**What needs to be done:** Every record here needs to be written out again exactly.
....
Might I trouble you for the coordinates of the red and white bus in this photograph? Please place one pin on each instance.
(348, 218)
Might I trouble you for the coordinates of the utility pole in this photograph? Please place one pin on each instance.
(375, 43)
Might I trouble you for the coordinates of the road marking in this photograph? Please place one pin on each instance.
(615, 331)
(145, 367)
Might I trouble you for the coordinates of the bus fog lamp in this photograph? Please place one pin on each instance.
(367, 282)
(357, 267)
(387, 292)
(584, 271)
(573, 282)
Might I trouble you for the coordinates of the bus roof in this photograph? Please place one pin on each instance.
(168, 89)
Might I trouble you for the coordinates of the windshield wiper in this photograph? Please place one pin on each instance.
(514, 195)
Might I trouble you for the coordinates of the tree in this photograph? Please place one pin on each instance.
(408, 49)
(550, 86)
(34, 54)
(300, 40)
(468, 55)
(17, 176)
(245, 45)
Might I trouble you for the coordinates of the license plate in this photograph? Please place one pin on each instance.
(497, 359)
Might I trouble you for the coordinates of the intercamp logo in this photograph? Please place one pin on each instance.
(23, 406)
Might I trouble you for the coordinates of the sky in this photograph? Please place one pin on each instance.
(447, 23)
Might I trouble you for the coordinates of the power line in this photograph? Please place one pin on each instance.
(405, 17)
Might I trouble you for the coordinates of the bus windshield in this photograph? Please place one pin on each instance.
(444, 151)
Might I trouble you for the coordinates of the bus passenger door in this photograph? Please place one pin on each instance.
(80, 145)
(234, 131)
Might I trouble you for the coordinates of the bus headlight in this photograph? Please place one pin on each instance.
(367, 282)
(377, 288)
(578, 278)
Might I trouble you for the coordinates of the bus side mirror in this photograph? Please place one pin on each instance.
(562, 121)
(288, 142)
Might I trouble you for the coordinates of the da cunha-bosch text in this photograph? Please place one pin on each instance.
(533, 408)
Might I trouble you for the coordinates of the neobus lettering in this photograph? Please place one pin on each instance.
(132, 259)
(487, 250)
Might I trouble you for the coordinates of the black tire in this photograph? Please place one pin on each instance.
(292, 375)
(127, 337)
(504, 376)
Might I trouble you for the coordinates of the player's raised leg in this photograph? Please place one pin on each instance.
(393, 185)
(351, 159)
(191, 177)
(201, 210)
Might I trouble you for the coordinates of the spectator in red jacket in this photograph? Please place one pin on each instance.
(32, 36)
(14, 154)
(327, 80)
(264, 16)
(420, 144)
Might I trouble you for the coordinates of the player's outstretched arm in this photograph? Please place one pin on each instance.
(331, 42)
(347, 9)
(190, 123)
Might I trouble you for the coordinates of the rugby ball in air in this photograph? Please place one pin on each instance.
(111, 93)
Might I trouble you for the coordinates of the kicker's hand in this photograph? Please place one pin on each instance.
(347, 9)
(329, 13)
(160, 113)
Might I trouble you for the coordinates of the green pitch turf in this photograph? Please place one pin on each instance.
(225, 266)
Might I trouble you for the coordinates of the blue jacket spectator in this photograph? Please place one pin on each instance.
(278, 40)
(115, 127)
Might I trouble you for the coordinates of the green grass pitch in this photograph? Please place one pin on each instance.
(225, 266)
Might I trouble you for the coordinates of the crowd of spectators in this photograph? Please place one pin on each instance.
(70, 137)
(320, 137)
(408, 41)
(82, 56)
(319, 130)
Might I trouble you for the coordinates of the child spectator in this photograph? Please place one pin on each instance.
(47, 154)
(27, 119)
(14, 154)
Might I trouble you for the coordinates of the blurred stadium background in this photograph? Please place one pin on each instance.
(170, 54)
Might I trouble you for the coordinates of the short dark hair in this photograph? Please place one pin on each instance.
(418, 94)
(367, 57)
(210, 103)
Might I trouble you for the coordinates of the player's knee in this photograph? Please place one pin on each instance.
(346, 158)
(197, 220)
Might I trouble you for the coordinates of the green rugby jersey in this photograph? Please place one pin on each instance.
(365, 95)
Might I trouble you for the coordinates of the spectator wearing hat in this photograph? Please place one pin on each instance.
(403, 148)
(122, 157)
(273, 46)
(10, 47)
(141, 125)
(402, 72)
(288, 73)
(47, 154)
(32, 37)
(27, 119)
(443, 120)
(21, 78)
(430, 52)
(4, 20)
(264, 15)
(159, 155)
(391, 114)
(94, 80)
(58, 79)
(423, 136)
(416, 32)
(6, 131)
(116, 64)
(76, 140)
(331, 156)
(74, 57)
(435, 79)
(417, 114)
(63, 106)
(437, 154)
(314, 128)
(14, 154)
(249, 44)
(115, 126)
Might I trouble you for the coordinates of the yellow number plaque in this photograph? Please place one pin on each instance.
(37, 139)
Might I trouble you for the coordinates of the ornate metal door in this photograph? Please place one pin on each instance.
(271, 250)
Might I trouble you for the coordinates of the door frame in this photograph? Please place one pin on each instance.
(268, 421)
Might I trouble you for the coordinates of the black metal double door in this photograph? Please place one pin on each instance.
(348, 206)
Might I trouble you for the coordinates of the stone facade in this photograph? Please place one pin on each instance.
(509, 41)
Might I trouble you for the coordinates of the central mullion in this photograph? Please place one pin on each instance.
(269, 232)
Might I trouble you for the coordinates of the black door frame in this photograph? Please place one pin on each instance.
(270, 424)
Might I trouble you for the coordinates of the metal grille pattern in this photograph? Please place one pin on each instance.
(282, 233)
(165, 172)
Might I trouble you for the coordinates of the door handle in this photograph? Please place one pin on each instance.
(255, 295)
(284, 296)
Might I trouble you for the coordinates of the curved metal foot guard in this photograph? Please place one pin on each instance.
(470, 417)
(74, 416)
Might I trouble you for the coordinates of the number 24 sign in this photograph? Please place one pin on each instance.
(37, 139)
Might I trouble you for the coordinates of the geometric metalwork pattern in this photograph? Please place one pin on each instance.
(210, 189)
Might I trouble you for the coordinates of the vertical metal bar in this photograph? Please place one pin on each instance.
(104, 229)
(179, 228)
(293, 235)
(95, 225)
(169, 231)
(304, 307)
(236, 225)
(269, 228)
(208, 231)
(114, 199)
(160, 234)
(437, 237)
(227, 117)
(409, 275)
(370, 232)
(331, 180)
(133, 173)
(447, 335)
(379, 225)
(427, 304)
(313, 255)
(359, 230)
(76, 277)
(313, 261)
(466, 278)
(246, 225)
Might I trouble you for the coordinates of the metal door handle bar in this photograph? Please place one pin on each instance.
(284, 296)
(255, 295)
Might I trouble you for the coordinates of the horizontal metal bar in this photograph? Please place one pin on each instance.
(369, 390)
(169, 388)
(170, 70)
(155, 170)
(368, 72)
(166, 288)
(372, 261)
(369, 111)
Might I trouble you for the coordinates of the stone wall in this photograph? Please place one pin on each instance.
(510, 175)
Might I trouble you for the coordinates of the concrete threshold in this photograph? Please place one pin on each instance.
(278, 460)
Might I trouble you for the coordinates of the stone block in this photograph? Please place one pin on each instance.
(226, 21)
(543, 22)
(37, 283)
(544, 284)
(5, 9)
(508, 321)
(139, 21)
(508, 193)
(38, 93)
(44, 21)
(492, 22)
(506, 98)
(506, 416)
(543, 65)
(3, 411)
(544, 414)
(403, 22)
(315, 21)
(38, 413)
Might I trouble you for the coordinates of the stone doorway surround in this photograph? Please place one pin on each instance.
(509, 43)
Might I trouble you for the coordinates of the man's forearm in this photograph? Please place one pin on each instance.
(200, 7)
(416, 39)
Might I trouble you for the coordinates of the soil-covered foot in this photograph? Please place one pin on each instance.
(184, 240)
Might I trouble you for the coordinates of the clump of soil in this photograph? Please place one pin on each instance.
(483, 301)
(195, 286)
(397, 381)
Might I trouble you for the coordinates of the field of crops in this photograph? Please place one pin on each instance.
....
**Result for this exercise:**
Might I trouble you for the coordinates of the red and white bus in this photograph? Please place one pin on each instance.
(348, 218)
Might I trouble you for the coordinates of the utility pole in this photograph? Please place one pin on each instance.
(375, 43)
Might I trouble you for the coordinates of the road marking in this photograph? Please place one pin on each instance.
(615, 331)
(145, 367)
Might I trouble you for the coordinates of the bus fog lamp in this photograph? Please place one pin on each instance.
(367, 282)
(357, 267)
(387, 292)
(584, 271)
(573, 282)
Might I trouble you for the coordinates of the bus roof in this photograph? Please place one pin on each instance.
(168, 89)
Might I trouble you for the coordinates of the windshield wiper in this photograph? Please place one pin on each instance.
(514, 195)
Might I trouble you for the coordinates of the tree in this photograph? Please place one pin on each instance.
(408, 49)
(550, 86)
(34, 54)
(300, 40)
(468, 55)
(17, 176)
(245, 45)
Might I trouble you for the coordinates of the license plate in this photograph? Please place one pin on each instance.
(497, 359)
Might I trouble you for the coordinates of the intercamp logo in this photograph? Please place one pin on each instance.
(23, 406)
Might I trouble you for the coordinates of the sky in this photograph? Please place one pin on each instance.
(447, 23)
Might I trouble you for the coordinates of the power line in this photograph? Please place one pin on each instance.
(405, 17)
Might I trouble you for the coordinates of the bus windshield in this photograph? Please place one pin on each instance.
(444, 151)
Might I trouble you for the coordinates of the bus passenger door in this photograph? Please place one pin on each instance.
(80, 145)
(234, 131)
Might I trouble you for the coordinates of the bus headlight in this photograph? Please place one pin on each instance.
(367, 282)
(377, 288)
(578, 278)
Might I trouble you for the coordinates of the bus side mirror in this photograph? Please place one pin on each instance.
(562, 121)
(288, 142)
Might I trouble you for the coordinates of the da cunha-bosch text in this photograph? Please place one pin on each instance.
(533, 408)
Might I trouble you for the coordinates of the neobus lettering in this photograph? Please place one pin on each instance.
(132, 259)
(487, 250)
Might I trouble you for the coordinates of the black tire in this photograph? Please place one pin on each instance.
(292, 375)
(127, 337)
(504, 376)
Might I trouble you for the coordinates of the player's raised leg in this photograph? Please place one pin on each instance.
(393, 185)
(351, 159)
(191, 177)
(201, 210)
Might I trouble you for the coordinates of the spectator in red jacket in this photograph? Please place one pin on each instance.
(32, 36)
(14, 154)
(327, 80)
(264, 16)
(420, 144)
Might I trouble you for the coordinates of the player's outstretched arm in this photograph? Please place one pin on each instance.
(331, 42)
(347, 9)
(190, 123)
Might I trouble you for the coordinates of the rugby ball in air in this photograph? Please place one pin on each instance.
(111, 93)
Might I trouble you for the coordinates of the kicker's hand in this photograph? Please place one pin on each instance.
(347, 9)
(329, 13)
(160, 113)
Might I trouble you for the coordinates of the green pitch turf in this photograph? Please place one pin on each instance.
(225, 266)
Might I trouble you for the coordinates of the blue jacket spectator in this photograph? Please place one pin on each instance.
(278, 40)
(115, 127)
Might I trouble you for the coordinates of the green grass pitch in this photograph? Please place one pin on each instance.
(225, 266)
Might I trouble you for the coordinates of the crowd of spectators in this photograph? Please place one pin on each instance.
(70, 137)
(320, 137)
(408, 41)
(82, 56)
(319, 130)
Might I trouble you for the coordinates of the child spectator in this photograph? Please place one pin on each instance.
(47, 154)
(27, 119)
(14, 154)
Might I trouble you for the coordinates of the blurred stadium background in this photograph? Please place one pin on each instance.
(170, 54)
Might I trouble you for the coordinates of the short dark hair in this photograph? Please place one pin on each instance.
(418, 94)
(367, 57)
(210, 103)
Might I trouble you for the coordinates of the player's knee in this photograph? Please place one pin on each instance.
(346, 158)
(197, 220)
Might I trouble you for the coordinates of the green rugby jersey in this photograph? Please place one pin on each instance.
(365, 95)
Might I trouble you for the coordinates of the spectator wearing hat in this photograph? Please place one pin on each instance.
(403, 148)
(122, 157)
(273, 46)
(10, 47)
(141, 125)
(402, 72)
(288, 73)
(47, 154)
(32, 37)
(27, 119)
(443, 120)
(21, 78)
(430, 52)
(4, 20)
(264, 15)
(159, 155)
(391, 114)
(94, 80)
(58, 79)
(423, 136)
(416, 32)
(6, 131)
(116, 64)
(76, 140)
(331, 156)
(74, 57)
(435, 79)
(417, 114)
(63, 106)
(437, 154)
(314, 128)
(14, 154)
(249, 44)
(115, 126)
Might I trouble you for the coordinates of the yellow number plaque in this photograph? Please place one pin on each instance.
(37, 139)
Might I trouble you for the coordinates of the ornate metal door in this photograph? Please place one pin on each instance.
(271, 250)
Might I trouble you for the coordinates of the door frame in this photograph? Please place one pin on each instance.
(268, 421)
Might I trouble you for the coordinates of the black metal double door in this photograph? Please place one pin on each instance.
(348, 206)
Might I trouble you for the coordinates of the stone facade in this photograph? Please place one pin on each instance.
(509, 41)
Might I trouble you for the coordinates of the central mullion in this photograph? Please place one pin on each instance.
(269, 232)
Might I trouble you for the coordinates of the black door frame in this photograph? Please place one pin on each instance.
(270, 424)
Might I trouble you for the coordinates of the metal grille pattern in this photograph? Please place one pin on each instance.
(282, 233)
(165, 172)
Might I trouble you for the coordinates of the door handle in this photograph? Please place one pin on each instance.
(255, 295)
(284, 296)
Might I trouble you for the coordinates of the curved metal foot guard in this photograph? Please place one pin on each instance.
(470, 417)
(74, 416)
Might I trouble you for the coordinates of the number 24 sign in this photograph? Please place one pin on each instance.
(37, 139)
Might I trouble you for the coordinates of the geometric metalwork pattern in this photograph? Please place one pin on each instance.
(210, 189)
Might I trouble you for the coordinates of the vertical metal bar in this photograph? Please place one pin on each instance.
(104, 229)
(179, 228)
(293, 235)
(95, 225)
(169, 231)
(304, 307)
(236, 225)
(269, 228)
(208, 231)
(114, 199)
(160, 234)
(437, 237)
(227, 117)
(409, 275)
(370, 232)
(331, 180)
(133, 173)
(447, 335)
(379, 225)
(427, 304)
(313, 255)
(359, 230)
(76, 277)
(313, 261)
(466, 278)
(246, 225)
Might I trouble you for the coordinates of the metal door handle bar in this photograph? Please place one pin on each instance.
(284, 296)
(255, 295)
Might I trouble you for the coordinates of the horizontal metal bar in this photograph? Please place one pin on each instance.
(369, 390)
(169, 388)
(170, 70)
(155, 170)
(368, 72)
(166, 288)
(372, 261)
(369, 111)
Might I trouble you for the coordinates of the stone wall in this photograph? Please place one pin on each instance.
(510, 175)
Might I trouble you for the coordinates of the concrete threshold in this photograph? Please place one pin on each instance.
(278, 460)
Might I trouble you for the coordinates of the stone block in this photograph? Please place one pin on each instance.
(226, 21)
(543, 22)
(37, 283)
(544, 284)
(5, 9)
(508, 321)
(139, 21)
(508, 193)
(38, 93)
(44, 21)
(492, 22)
(506, 98)
(506, 416)
(543, 65)
(3, 411)
(544, 414)
(403, 22)
(315, 21)
(38, 413)
Might I trouble you for the coordinates of the stone doorway surround in this photograph? Please place one pin on each instance.
(509, 43)
Might I trouble you for the coordinates of the man's forearm in this photograph? Please place one pin on each instance.
(200, 7)
(416, 39)
Might I trouble you for the coordinates of the soil-covered foot in this photograph? Please place one pin on each instance.
(184, 240)
Might I trouble you for the coordinates of the clump of soil in this photograph? Please place one pin on each instance.
(483, 301)
(195, 286)
(397, 381)
Might I trouble you for the coordinates of the field of crops in this photograph? Please place one pin on each instance.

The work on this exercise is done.